» PROBLEM: The exercise asks for every line of the data to be reproduced exactly.

++++ RAW DATA

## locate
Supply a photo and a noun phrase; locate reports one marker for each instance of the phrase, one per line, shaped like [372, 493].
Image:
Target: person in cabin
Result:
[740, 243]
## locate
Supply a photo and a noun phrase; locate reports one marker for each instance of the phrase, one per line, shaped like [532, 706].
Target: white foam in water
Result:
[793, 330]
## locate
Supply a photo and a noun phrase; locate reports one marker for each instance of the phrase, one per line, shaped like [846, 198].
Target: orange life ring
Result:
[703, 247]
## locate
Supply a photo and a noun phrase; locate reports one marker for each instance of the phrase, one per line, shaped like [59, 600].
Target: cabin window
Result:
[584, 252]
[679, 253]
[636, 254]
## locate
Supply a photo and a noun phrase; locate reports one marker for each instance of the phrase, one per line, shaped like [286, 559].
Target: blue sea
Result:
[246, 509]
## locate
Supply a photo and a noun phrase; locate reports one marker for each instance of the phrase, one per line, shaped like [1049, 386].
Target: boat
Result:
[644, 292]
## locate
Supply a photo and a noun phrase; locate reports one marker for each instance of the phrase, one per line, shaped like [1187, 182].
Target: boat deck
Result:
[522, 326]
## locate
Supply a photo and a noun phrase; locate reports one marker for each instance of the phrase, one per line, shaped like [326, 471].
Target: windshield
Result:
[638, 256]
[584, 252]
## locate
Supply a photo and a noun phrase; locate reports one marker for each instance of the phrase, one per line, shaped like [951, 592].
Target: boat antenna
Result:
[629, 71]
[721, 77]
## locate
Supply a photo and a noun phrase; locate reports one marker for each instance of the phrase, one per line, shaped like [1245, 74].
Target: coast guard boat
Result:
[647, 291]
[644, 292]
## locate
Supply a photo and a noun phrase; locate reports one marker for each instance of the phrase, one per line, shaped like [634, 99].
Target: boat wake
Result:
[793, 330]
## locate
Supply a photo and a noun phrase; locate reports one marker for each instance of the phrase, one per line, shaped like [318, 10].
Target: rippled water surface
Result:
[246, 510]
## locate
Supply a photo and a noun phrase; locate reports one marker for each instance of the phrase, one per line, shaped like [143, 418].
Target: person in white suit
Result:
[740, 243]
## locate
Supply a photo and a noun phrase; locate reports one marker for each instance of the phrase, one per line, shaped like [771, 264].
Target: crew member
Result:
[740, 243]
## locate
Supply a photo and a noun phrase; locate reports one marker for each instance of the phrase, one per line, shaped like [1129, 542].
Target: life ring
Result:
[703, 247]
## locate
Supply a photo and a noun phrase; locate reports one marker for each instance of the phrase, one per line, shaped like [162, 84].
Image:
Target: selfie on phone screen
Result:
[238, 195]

++++++++

» SOLUTION FOR THIS EXERCISE:
## locate
Supply a photo and a noun phrase; locate reports one marker for each instance of the phrase, one per line, shaped like [372, 493].
Image:
Target: person in cabin
Result:
[740, 243]
## locate
Supply a photo and a noun phrase; locate reports one marker for each instance of the phrase, one per line, shaped like [532, 706].
Target: white foam in water
Result:
[793, 330]
## locate
Supply a photo and a noun phrase; locate reports one marker for each instance of the phrase, one per line, shaped like [846, 198].
Target: orange life ring
Result:
[703, 247]
## locate
Supply a photo and a noun phrase; locate reports one marker for each instance of the phrase, one per line, shaped like [59, 600].
Target: cabin window
Result:
[584, 252]
[679, 253]
[636, 254]
## locate
Supply a photo and a noun phrase; locate reports one marker for each instance of the phrase, one per line, shaped like [286, 559].
Target: blue sea
Result:
[246, 509]
## locate
Supply a photo and a noun phrase; locate reports one marker for each instance of the phrase, one per line, shaped like [1049, 386].
Target: boat
Result:
[644, 292]
## locate
Supply a photo and a noun phrase; locate reports one marker for each instance of the phrase, one per line, shaped like [1187, 182].
Target: boat deck
Result:
[522, 326]
## locate
Supply a photo and a noun phrase; locate reports one marker for each instance of the phrase, one per line, shaped like [326, 471].
Target: windshield
Result:
[638, 256]
[584, 252]
## locate
Supply a photo and a noun phrase; locate reports one marker for each instance of the phrase, one per line, shaped like [951, 592].
Target: boat antenna
Result:
[629, 71]
[721, 77]
## locate
Supply a photo and a noun phrase; locate reports one marker for each instance of the phrase, one per line, shaped like [1245, 74].
Target: coast guard boat
Result:
[647, 291]
[644, 292]
## locate
Supply a photo and a noun phrase; locate reports one marker for each instance of the phrase, one per line, shaped like [634, 99].
Target: boat wake
Result:
[793, 330]
## locate
Supply a photo and a noun phrase; locate reports one marker for each instance of the phrase, one per line, shaped like [318, 10].
Target: rippled water surface
Result:
[246, 510]
## locate
Supply a photo and a noun phrase; locate reports one marker for each instance of the phrase, one per line, shaped like [143, 418].
Target: person in white suit
Result:
[740, 243]
## locate
Supply a photo and a noun phrase; locate reports one marker for each instance of the phrase, one per line, shaped like [771, 264].
Target: crew member
Result:
[740, 243]
## locate
Supply a photo and a noun phrase; locate reports one marker for each instance of the phrase, one per line, shaped like [1129, 542].
Target: life ring
Result:
[703, 247]
## locate
Supply a photo and a noun phrase; locate reports one marker for each instance of the phrase, one per line, shaped like [162, 84].
Image:
Target: selfie on phone screen
Result:
[238, 195]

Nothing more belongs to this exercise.